─── Extracted records ───

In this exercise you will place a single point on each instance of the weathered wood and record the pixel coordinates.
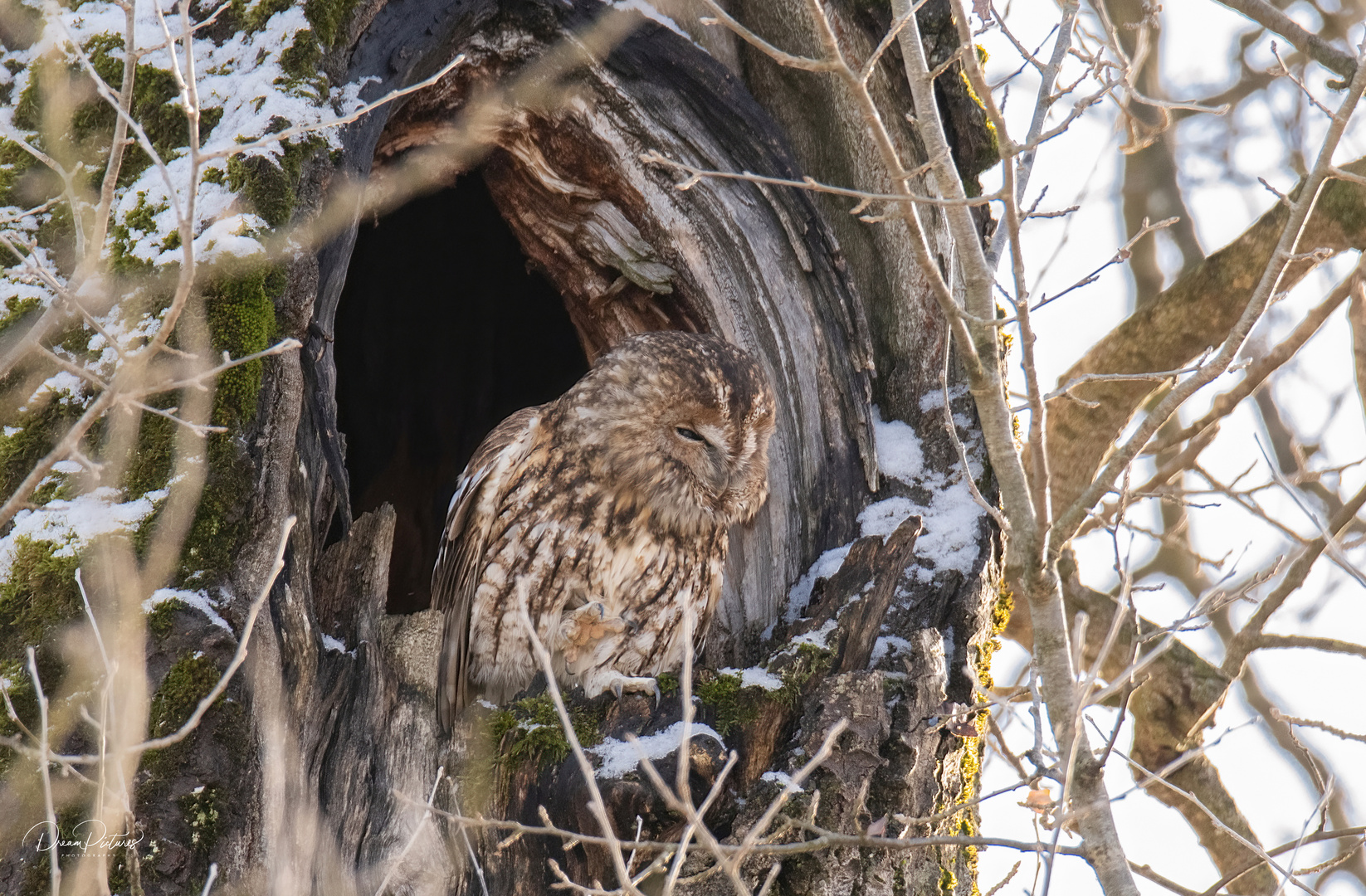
(344, 731)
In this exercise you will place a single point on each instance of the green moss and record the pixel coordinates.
(200, 811)
(186, 683)
(530, 729)
(806, 663)
(150, 463)
(37, 600)
(154, 107)
(329, 18)
(17, 309)
(300, 61)
(241, 312)
(162, 619)
(271, 187)
(257, 18)
(725, 703)
(33, 435)
(14, 163)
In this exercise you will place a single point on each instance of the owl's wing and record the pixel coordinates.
(459, 564)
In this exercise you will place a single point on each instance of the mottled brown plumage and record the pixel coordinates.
(612, 505)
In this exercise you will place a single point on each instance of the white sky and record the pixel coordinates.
(1315, 392)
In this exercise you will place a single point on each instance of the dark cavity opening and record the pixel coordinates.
(440, 334)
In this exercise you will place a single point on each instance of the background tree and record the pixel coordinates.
(246, 185)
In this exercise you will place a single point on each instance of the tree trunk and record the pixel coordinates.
(342, 691)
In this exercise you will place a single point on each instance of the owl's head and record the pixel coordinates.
(678, 425)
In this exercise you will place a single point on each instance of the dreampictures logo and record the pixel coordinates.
(90, 838)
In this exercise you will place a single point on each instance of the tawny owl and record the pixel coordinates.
(612, 505)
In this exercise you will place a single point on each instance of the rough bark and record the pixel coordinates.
(344, 739)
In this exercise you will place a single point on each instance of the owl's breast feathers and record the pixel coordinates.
(604, 518)
(528, 509)
(461, 556)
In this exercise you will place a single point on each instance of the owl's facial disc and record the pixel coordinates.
(698, 446)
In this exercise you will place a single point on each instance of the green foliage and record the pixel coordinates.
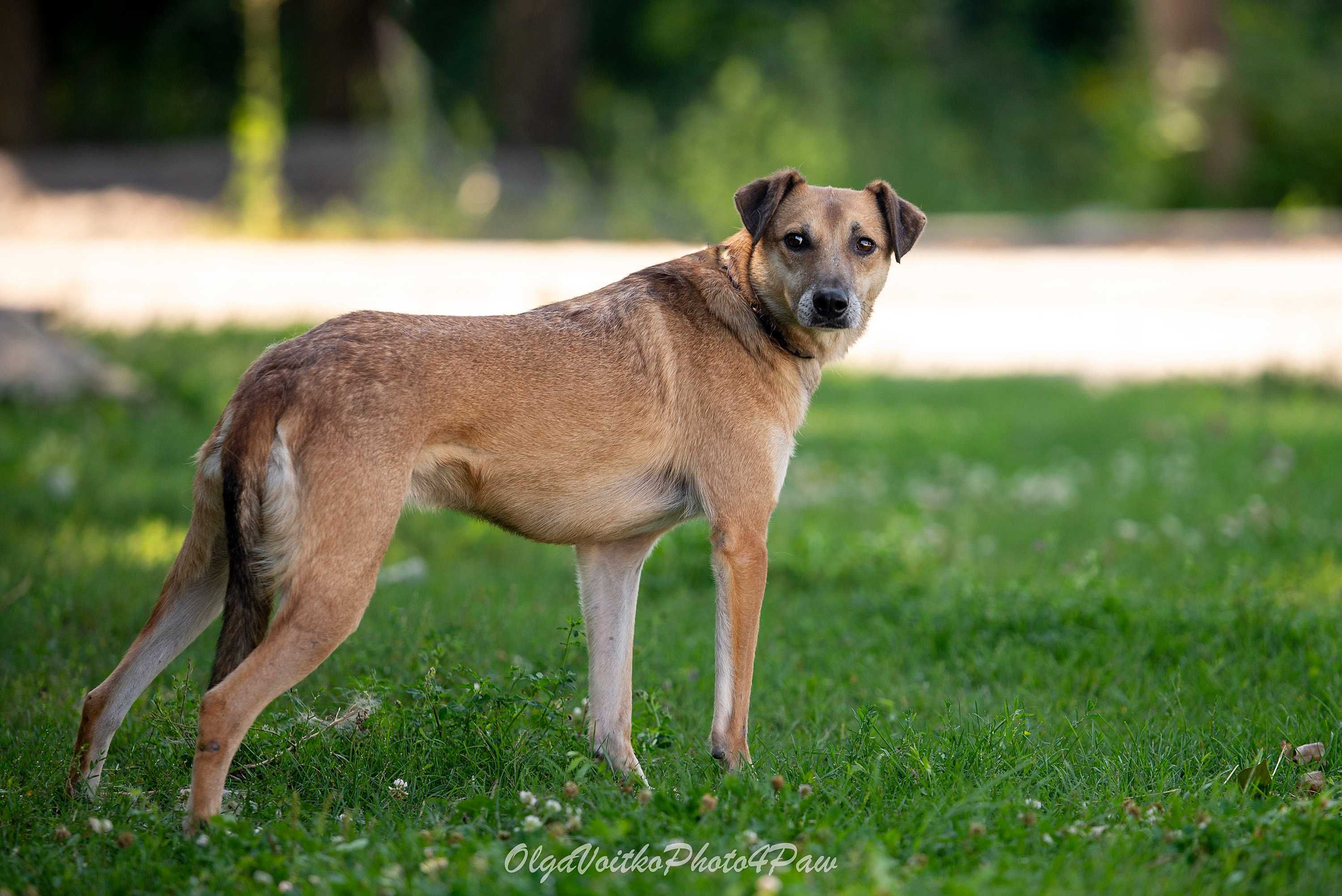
(258, 128)
(975, 106)
(998, 612)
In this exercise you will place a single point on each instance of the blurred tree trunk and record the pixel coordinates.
(1191, 68)
(21, 73)
(341, 57)
(535, 70)
(258, 128)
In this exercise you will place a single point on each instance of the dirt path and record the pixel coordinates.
(1101, 313)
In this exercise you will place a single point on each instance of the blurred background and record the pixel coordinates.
(1116, 187)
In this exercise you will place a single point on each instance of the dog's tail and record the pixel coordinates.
(247, 601)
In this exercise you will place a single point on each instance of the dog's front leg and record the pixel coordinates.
(740, 565)
(608, 584)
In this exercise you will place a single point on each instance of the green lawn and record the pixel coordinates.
(998, 611)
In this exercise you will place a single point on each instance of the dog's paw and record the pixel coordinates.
(620, 757)
(732, 757)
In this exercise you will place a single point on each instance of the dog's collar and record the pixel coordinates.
(767, 323)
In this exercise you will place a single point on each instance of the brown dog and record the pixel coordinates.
(602, 423)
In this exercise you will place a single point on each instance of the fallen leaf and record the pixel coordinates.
(1309, 753)
(1312, 782)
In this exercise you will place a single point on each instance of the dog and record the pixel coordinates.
(602, 422)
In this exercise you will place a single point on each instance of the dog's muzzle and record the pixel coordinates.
(828, 308)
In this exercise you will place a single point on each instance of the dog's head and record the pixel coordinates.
(820, 254)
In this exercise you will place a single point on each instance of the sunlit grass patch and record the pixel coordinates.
(1020, 636)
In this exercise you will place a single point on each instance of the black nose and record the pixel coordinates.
(830, 304)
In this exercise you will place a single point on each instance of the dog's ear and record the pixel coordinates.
(759, 200)
(904, 221)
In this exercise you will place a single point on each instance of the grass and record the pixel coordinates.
(999, 612)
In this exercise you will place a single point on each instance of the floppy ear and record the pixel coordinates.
(759, 200)
(904, 221)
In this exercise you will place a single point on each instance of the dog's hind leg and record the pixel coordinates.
(608, 584)
(191, 599)
(347, 526)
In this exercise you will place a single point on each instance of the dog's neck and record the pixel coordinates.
(735, 261)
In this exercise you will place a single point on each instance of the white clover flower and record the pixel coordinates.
(431, 866)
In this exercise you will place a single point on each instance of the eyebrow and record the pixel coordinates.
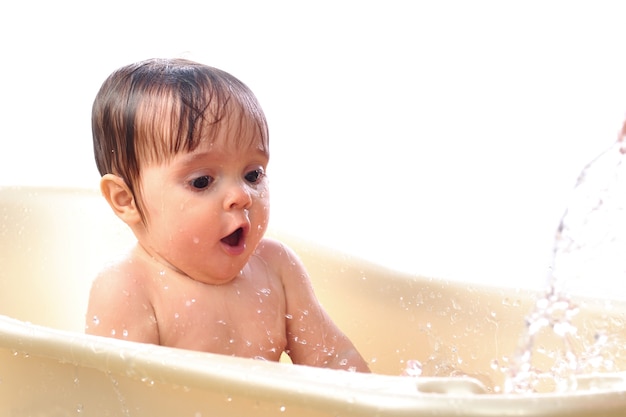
(194, 156)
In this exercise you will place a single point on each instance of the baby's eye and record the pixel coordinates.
(202, 182)
(254, 175)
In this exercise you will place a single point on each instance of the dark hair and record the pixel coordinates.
(151, 110)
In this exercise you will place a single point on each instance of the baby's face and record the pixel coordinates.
(206, 211)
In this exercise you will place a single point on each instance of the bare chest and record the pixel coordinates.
(242, 320)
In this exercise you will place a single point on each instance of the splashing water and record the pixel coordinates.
(588, 246)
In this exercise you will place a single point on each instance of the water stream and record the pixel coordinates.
(588, 259)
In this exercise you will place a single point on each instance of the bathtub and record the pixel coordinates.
(54, 240)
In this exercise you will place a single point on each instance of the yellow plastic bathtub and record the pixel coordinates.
(52, 242)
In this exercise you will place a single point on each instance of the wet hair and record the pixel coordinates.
(149, 111)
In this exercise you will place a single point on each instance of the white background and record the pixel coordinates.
(440, 138)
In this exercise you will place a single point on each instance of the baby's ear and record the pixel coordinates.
(120, 198)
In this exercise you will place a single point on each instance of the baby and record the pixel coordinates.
(183, 150)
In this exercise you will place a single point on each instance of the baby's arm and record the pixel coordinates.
(119, 308)
(312, 337)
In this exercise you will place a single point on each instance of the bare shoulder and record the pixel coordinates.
(119, 303)
(282, 259)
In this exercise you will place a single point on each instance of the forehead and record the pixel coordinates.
(233, 127)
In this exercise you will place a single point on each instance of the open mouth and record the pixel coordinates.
(234, 239)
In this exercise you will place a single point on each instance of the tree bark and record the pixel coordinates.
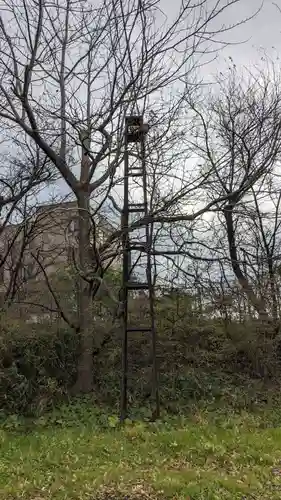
(257, 303)
(84, 381)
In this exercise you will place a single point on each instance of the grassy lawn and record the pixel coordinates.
(74, 454)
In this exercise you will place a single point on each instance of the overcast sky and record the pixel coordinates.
(262, 33)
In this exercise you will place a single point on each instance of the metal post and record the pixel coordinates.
(135, 132)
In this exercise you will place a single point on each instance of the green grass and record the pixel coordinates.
(79, 454)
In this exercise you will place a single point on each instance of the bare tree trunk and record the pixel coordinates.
(257, 303)
(84, 381)
(274, 307)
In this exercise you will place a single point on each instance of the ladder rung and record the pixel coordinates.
(139, 329)
(136, 173)
(137, 286)
(136, 207)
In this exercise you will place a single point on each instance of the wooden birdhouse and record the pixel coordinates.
(135, 128)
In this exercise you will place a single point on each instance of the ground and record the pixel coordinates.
(82, 453)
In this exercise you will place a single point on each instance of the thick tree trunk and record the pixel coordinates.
(84, 381)
(274, 307)
(257, 303)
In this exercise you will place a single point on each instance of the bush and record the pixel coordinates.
(37, 366)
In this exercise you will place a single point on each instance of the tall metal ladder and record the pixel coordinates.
(134, 167)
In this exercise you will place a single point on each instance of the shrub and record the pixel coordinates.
(37, 366)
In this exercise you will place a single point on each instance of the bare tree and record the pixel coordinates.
(239, 140)
(70, 71)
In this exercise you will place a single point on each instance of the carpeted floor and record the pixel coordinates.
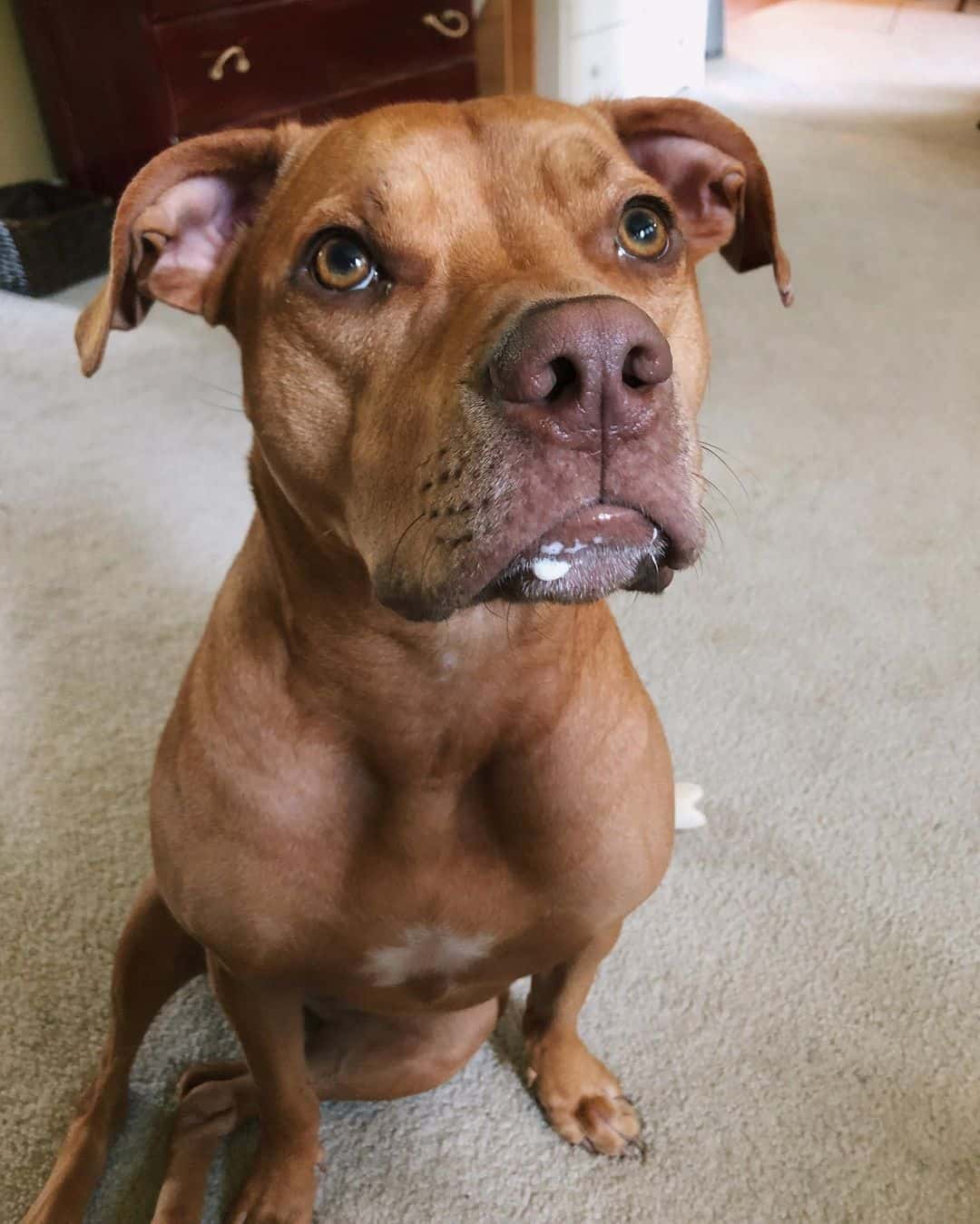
(798, 1009)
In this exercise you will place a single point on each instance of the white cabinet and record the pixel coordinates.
(601, 48)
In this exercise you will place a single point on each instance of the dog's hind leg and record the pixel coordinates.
(153, 960)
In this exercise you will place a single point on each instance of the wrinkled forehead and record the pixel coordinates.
(427, 169)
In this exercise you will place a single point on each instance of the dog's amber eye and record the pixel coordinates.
(642, 231)
(341, 263)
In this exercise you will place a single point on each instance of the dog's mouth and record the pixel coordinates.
(587, 556)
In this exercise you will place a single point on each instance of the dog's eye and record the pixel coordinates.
(642, 231)
(339, 262)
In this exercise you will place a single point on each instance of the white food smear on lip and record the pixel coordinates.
(547, 569)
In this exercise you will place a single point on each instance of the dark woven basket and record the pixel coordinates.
(52, 237)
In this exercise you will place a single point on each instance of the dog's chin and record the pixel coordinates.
(585, 557)
(586, 577)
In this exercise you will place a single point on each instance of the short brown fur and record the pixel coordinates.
(368, 742)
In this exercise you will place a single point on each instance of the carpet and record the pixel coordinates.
(797, 1010)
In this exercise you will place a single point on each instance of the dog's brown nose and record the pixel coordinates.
(573, 368)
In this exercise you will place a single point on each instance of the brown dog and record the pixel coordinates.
(473, 354)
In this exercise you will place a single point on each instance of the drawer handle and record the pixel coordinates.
(234, 54)
(450, 24)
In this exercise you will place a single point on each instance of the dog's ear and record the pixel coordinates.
(712, 172)
(178, 227)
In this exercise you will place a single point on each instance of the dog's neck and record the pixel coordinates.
(324, 596)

───

* _About this exercise_:
Write out only the final block of lines, starting at the line with "basket and record the pixel coordinates." and running to the end of the material.

* _Solved exercise_:
In this exercise you will place a single point on each instance of the dark woven basket and record the pixel coordinates.
(52, 237)
In this exercise you will place a single point on each instance of the dog's chin and record the pixel coordinates.
(585, 557)
(586, 577)
In this exercise you will place a single point on each instance of the short brown fur and record the pixel coordinates.
(368, 742)
In this exercise you will place a single point on each instance of the carpet and record the pixel coordinates.
(797, 1010)
In this exercise you will place a single point on each instance of the dog's brown nose and record the pixel coordinates.
(573, 368)
In this exercise you will place a single point on each instance of the brown dog and record the pixel coordinates.
(473, 354)
In this exercise you will place a single point on each instance of the drawer handle and record the pixel coordinates.
(234, 54)
(450, 24)
In this exercise you will place a single point on each instance of the dog's ear and record the pixel coordinates.
(712, 172)
(178, 227)
In this exercise you will place a single point on each instance of the dog's neck and record the pixel coordinates.
(324, 596)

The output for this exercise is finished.